(EXERCISE DETAILS): Please return each entry exactly as it appears, but not the pictures.

Stored items from a collection

*-*-*

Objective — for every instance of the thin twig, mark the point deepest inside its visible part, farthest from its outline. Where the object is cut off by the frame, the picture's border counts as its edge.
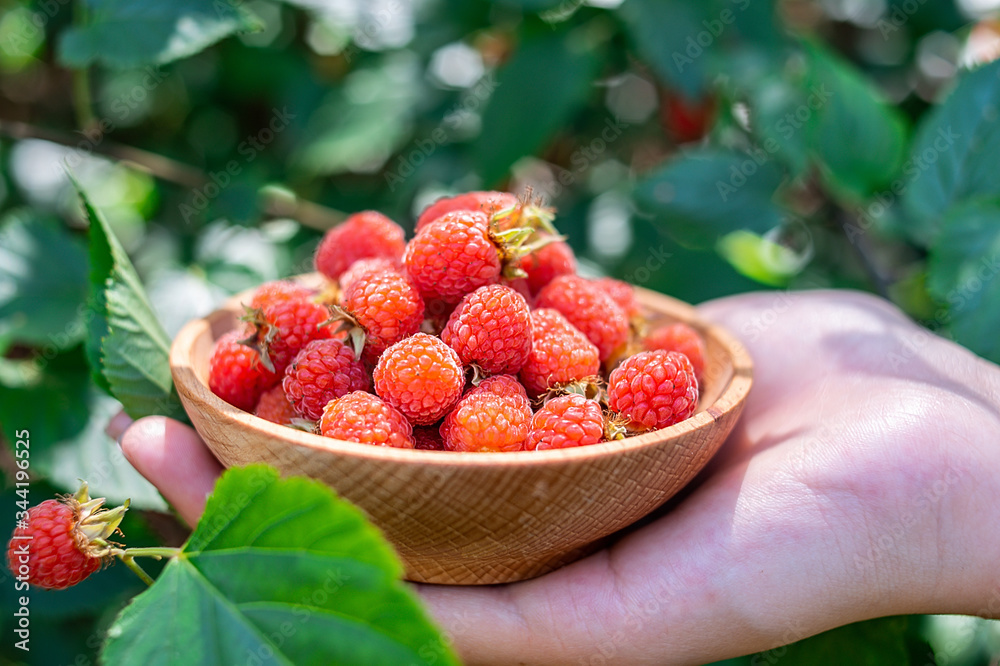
(276, 203)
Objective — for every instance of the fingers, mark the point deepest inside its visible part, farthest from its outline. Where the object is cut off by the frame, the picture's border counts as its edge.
(173, 458)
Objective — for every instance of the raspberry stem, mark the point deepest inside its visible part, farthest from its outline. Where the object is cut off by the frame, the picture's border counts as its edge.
(136, 569)
(128, 558)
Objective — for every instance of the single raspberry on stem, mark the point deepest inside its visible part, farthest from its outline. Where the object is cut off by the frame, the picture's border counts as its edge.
(62, 542)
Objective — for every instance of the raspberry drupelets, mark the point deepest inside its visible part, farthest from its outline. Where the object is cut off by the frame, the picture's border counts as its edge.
(361, 236)
(62, 542)
(484, 420)
(280, 330)
(485, 202)
(654, 389)
(547, 263)
(322, 371)
(491, 327)
(420, 376)
(236, 374)
(560, 354)
(452, 256)
(564, 422)
(679, 337)
(386, 306)
(365, 418)
(590, 310)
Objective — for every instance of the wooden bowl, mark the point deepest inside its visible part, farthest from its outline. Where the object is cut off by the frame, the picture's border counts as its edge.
(480, 518)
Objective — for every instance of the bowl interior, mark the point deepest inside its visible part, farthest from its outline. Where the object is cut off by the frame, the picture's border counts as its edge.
(473, 518)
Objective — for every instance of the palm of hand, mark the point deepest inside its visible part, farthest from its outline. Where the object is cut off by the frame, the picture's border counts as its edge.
(840, 496)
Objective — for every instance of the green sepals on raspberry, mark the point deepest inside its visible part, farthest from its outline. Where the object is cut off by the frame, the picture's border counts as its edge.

*-*-*

(WRITTEN ANSWER):
Objective — for every instance of the thin twig, mark the point deepest inside its visible part, farthest from its outline. Where the object is cut off by the frame, the picture's border counts as its edge.
(276, 203)
Objective — for every instance of the fingers, mark the point deepest inside its visible part, farthest from its outline. Where the object is cut off by the frame, the picture's border counts as its edge.
(173, 458)
Objective — for every instance of the raspberry stem, mark the point deepest inside its visible part, farthest from its outline. Where the object is cut off by the frame, the picture's border counts as its edge.
(136, 569)
(128, 558)
Objective — for every instance of the single raspberry on stem, mark the point deepest inside its visible part, farthest from its outline. Where the object is cut off by the frame, the picture's border counts as its edge.
(62, 542)
Objective — for every instance of the raspberry drupelets, mark the point deepest inside its visible part, farthest from its outline. Where the object is cut off by the frame, the picture's border counts as its edge.
(361, 236)
(62, 542)
(484, 420)
(280, 330)
(485, 202)
(654, 389)
(547, 263)
(322, 371)
(491, 327)
(420, 376)
(236, 374)
(560, 354)
(452, 256)
(564, 422)
(679, 337)
(386, 306)
(365, 418)
(590, 310)
Objective — for every instance of the wooden bowl, mark the point deepest inside its visible part, farthest from its outline. Where the object is cut off by the frame, the picture's border counts as its edge.
(480, 518)
Objective — for every instance of the bowl interior, mark the point deepest inside its visible part, farthest from its outline. Where the object is cut off by the frame, the picture's border counts as its edge.
(473, 518)
Objective — for every instance of the palm of hand, mark the point deepest inside its visible part, farthest from its outline. Where the object is cut off by the frame, the picture's border counts as its edge.
(840, 496)
Objective — for every instance of the green sepals on raspberry, mark the point deepest inside its visible part, farthest from its outline. Where the object is cut off by the frame, the picture's border counts as its edge.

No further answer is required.